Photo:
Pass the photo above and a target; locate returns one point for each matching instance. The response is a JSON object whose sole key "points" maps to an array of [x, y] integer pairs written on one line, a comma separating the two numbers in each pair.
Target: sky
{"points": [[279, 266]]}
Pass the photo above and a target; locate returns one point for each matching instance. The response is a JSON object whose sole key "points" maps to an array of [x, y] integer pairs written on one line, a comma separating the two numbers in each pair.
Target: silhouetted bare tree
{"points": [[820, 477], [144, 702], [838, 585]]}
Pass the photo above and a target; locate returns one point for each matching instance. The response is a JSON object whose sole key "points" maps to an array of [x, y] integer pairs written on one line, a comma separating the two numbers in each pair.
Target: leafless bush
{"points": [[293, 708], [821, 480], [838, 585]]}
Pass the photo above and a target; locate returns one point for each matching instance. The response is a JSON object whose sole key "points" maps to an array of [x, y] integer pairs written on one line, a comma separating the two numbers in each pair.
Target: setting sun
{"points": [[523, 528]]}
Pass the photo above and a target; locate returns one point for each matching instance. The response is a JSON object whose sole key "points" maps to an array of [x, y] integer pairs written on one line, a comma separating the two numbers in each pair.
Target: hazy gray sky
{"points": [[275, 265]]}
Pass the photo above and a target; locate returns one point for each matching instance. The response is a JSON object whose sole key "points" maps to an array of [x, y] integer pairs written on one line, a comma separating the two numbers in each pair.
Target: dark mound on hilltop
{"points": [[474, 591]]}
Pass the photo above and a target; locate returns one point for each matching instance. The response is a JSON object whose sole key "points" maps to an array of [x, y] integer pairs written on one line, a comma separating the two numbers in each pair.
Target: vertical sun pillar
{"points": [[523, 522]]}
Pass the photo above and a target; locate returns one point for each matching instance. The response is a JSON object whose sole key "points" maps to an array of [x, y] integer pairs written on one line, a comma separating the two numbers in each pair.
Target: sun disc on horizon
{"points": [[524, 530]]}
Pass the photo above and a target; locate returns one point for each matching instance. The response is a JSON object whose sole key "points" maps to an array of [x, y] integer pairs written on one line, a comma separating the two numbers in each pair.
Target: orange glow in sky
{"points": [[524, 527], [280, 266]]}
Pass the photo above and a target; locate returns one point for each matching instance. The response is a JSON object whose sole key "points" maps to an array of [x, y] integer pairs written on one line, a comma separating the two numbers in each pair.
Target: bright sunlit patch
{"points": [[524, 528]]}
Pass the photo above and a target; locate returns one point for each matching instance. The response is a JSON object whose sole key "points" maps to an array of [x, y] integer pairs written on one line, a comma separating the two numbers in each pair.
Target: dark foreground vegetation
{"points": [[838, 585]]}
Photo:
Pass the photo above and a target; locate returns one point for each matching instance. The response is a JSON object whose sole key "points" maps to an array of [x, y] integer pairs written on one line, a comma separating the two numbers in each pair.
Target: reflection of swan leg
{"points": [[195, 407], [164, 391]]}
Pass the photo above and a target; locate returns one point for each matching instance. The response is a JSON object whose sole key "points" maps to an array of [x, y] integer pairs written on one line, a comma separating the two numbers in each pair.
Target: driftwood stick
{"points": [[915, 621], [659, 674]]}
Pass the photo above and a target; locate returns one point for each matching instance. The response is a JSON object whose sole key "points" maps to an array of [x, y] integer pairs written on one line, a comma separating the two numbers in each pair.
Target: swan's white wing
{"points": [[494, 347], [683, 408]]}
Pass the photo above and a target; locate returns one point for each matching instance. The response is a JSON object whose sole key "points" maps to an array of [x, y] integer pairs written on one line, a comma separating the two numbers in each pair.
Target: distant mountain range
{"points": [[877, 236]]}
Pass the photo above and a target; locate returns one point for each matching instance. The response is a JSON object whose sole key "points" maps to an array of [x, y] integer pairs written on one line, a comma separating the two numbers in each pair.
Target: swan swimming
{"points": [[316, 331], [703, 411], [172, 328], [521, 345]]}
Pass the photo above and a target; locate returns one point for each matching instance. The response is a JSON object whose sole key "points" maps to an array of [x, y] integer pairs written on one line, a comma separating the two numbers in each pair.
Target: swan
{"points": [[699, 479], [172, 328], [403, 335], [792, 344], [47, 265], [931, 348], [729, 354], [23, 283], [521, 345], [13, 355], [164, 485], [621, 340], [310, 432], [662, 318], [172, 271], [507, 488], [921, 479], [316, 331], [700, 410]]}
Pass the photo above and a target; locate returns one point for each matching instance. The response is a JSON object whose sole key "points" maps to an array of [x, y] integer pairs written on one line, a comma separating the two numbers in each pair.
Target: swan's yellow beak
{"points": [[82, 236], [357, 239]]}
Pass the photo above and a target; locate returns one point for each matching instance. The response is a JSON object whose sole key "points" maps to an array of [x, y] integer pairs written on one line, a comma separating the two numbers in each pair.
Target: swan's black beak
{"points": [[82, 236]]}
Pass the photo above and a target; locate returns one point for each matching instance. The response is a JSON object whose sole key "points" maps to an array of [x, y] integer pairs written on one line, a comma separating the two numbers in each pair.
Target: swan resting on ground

---

Which of the lines above contain the string "swan", with case counting? Report each of those lines in full, copied word for word.

Target: reflection of swan leg
Target: swan's white wing
Target: swan swimming
Target: swan
Target: swan's yellow beak
Target: swan's black beak
Target: swan resting on ground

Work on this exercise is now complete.